# [Exercise brief]
Each of the lines from the one that contains "point like [90,76]." to the end of the entries below should be output exactly.

[[ Source data open ]]

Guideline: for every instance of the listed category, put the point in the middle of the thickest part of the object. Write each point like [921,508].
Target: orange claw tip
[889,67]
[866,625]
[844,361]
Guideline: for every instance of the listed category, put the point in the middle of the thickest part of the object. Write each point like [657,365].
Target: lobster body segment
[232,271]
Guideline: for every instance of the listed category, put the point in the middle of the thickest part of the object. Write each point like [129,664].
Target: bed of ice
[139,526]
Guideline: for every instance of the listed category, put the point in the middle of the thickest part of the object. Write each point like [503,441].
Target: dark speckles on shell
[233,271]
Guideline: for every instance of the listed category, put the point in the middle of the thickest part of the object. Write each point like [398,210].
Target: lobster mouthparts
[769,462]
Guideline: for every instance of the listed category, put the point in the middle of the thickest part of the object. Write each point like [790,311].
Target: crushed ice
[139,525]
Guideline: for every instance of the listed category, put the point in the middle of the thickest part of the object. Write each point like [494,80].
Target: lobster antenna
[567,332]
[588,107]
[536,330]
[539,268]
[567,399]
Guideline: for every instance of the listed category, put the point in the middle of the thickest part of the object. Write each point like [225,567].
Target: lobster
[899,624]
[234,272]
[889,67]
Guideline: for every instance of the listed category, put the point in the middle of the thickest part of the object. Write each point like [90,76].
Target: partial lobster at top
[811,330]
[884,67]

[[ Source data closed ]]

# [Written solution]
Guideline: for every instance of the listed category, put the point in the middle of the thickest part of the object. Write each point like [90,76].
Target: partial lobster at top
[811,330]
[884,67]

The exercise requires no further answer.